━━━━━ Data entries ━━━━━
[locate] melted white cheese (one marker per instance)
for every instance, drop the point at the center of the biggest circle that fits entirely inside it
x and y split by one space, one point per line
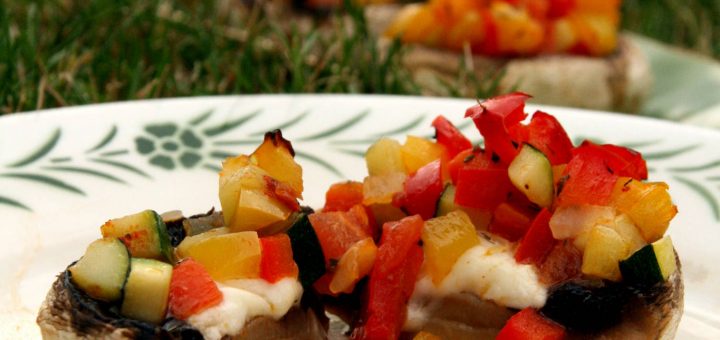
244 300
488 271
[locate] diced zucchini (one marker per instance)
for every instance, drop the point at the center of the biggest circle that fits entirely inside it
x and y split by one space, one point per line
418 151
146 291
604 249
307 252
101 272
532 174
144 234
651 264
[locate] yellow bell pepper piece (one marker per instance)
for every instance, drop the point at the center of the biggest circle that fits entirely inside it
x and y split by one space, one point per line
445 239
225 256
648 204
603 251
357 262
417 152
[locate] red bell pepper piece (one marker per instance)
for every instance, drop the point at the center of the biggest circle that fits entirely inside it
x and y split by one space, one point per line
457 162
343 196
192 290
587 179
337 231
450 137
623 161
276 261
423 189
560 8
528 324
547 135
494 118
392 280
538 241
482 183
510 222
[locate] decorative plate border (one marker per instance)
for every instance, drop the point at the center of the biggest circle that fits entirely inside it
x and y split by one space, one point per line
198 143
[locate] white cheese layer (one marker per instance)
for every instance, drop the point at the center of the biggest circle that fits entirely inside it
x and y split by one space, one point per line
244 300
488 271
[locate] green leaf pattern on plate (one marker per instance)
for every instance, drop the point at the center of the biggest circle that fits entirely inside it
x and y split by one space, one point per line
199 145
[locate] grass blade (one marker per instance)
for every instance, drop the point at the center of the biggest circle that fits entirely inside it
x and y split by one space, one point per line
13 203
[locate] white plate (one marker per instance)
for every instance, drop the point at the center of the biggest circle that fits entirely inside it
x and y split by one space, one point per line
64 172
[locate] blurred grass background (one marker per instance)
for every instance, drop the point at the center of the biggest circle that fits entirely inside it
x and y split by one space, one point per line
64 52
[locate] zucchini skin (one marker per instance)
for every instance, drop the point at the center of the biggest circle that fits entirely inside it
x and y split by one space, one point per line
307 252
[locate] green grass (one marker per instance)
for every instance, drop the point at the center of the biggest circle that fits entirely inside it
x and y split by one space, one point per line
67 52
693 24
55 54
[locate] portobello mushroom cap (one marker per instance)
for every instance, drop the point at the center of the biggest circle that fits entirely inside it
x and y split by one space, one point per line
69 313
641 313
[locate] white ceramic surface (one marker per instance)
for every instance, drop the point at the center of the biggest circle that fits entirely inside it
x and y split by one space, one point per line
64 172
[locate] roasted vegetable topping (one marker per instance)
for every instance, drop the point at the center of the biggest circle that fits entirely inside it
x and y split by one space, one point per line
143 233
101 272
192 290
226 256
528 324
146 291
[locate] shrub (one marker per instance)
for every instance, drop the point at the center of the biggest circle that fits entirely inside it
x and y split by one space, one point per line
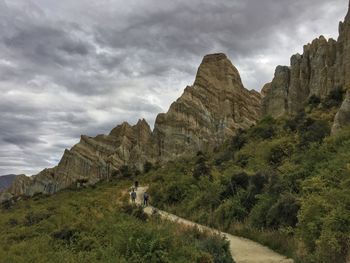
257 216
124 171
147 167
265 129
34 218
283 212
201 169
239 140
313 131
218 247
242 159
314 100
66 234
240 180
334 98
278 153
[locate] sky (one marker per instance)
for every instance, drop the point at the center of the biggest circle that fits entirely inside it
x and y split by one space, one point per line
81 67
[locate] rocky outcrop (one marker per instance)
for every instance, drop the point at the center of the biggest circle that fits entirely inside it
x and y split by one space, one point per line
342 118
207 113
6 181
323 66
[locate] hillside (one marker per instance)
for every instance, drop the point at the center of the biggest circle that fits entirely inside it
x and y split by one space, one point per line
272 167
97 224
284 183
6 181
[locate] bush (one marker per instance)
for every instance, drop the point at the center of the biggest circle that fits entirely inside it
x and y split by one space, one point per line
278 153
334 98
283 213
147 167
230 210
201 169
34 218
239 140
265 129
257 216
66 234
240 180
242 159
313 131
314 100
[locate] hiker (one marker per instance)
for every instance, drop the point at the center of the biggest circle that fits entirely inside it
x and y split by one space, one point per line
145 199
133 196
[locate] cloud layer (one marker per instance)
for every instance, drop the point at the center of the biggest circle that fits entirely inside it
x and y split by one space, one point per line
81 67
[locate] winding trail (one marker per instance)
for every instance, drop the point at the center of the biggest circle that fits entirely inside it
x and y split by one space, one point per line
242 250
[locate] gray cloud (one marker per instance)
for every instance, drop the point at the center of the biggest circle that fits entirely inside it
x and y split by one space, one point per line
81 67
━━━━━
▶ [The request]:
Reproduce every line of the records above, word for word, leaving out the pictures.

▶ [Answer below]:
[locate] melted white cheese (one marker per instance)
for every instance, drop the point at the center of the biggest circle that fits entirely inside it
x and y split by one space, one point per line
244 300
488 271
[locate] diced zucchini (one marker per instance)
for every instance, drop the point at the center of the biggest circle that fits entirely inside it
x and y split by one space, one point per line
418 151
146 291
604 249
307 252
101 272
532 174
144 234
651 264
[locate] yellow bell pepper piece (one marker per instance)
for every instance, drop the point at the center of the biggest circle that fits entirely inside it
x and y split by one space, one point per line
445 239
225 256
648 204
603 251
357 262
417 152
[locate] red bell pepper piece (one marker per instance)
for every instance, drop the point at the center of the biggest circle that fits entirely inside it
x and y split by one space, one point per line
457 162
343 196
192 290
587 179
337 231
450 137
623 161
276 261
423 189
560 8
528 324
547 135
494 118
392 280
538 241
482 183
510 222
[locate] decorative plate border (one marker per instance)
for every instance, drop the point at the center of the biggest circle that fits entirely inside it
x and y split by one space, one point per line
198 143
[locate] white cheese layer (one marker per instance)
for every instance, drop the point at the center of the biggest circle that fits entirely inside it
x and y split by one space, one point per line
244 300
488 271
[locate] green leaf pattern on plate (one marker per instance)
for every instance, drop the point at the center of the biggest circle that fits entirely inside it
x and y split by one space, one point per line
199 145
[locate] grass blade (one marker per instance)
for every instance, drop the point at the center of the biggest circle that fits entirely inside it
x and y split by one space, one point per line
13 203
[locate] white plate (one marker per instance)
for every instance, drop the point at the center of the biggest circle that fits entirely inside it
x and y split by one space, one point per line
64 172
[locate] blurred grass background (one marker per instance)
for every instance, drop the point at the center of the biggest circle that fits entirely inside it
x and y split by one space, one point per line
64 52
[locate] zucchini skin (one marker per instance)
for every instance, drop the point at the center of the biggest circle that fits entirely inside it
x and y split by one space, one point per line
307 252
[locate] green grass (one marker per instance)
for every instance, drop the point at the center of the biggest circle that fits entirely inside it
x and y split by one space, one point per line
67 52
693 24
55 54
[locate] portobello mushroom cap (one marker per instance)
for every instance, drop the point at the center of the biggest circle that fits entirely inside it
x and y split by one space, one point per line
69 313
641 313
[locate] white ceramic surface (one marker per instance)
for every instance, drop the point at the center of the biggest circle that fits entirely inside it
x and y split by one space, one point per line
64 172
[locate] roasted vegetable topping (one marker per instance)
for every instance, drop the point at the center of the biggest circle that fits entirely inside it
x and y split by one space, one point per line
143 233
101 272
192 290
226 256
528 324
146 291
[locate] shrub (one marker per instance)
for every instance, drop the point at the center of the biggest circle that fits entirely inside it
x and y split by one space, one point per line
257 216
124 171
147 167
265 129
34 218
283 212
201 169
239 140
313 131
218 247
242 159
314 100
66 234
240 180
334 98
278 153
[locate] sky (one marker per instance)
for every instance, drop the point at the center of the biggest circle that fits entirely inside it
x and y split by one space, one point per line
81 67
[locate] rocky outcrop (one marker per instance)
for every instance, drop the point at the center of the biggest circle that fits entirely inside it
x and y split by one space, one point per line
342 118
207 113
6 181
323 66
[locate] hillside (one marker per instance)
for every instance, drop the point at the center of the biggest circle that fits entirely inside it
x and y split by one space, one point per line
272 167
97 224
284 183
6 181
[locate] bush (one marker per instance)
for every instance, drop the point at the center of the biggest circle that fits entirely inside it
x and y split by one space, one point per line
278 153
334 98
283 213
147 167
230 210
201 169
34 218
239 140
265 129
257 216
66 234
240 180
242 159
313 131
314 100
[locate] hiker (one marker per instance)
for every instance, drop the point at the center of the biggest circle that fits entirely inside it
x and y split by one space, one point per line
145 199
133 196
[locate] cloud layer (one marker per instance)
for every instance, drop the point at the center of the biggest circle that fits entirely inside it
x and y split by one space, one point per line
81 67
[locate] winding trail (one marker per instance)
for every instance, drop the point at the center of the biggest circle that fits entirely inside it
x and y split by one space, one point per line
242 250
[locate] gray cloud (one marker per instance)
for every instance, drop the point at the center of the biggest circle that fits entirely inside it
x and y split by one space, one point per line
81 67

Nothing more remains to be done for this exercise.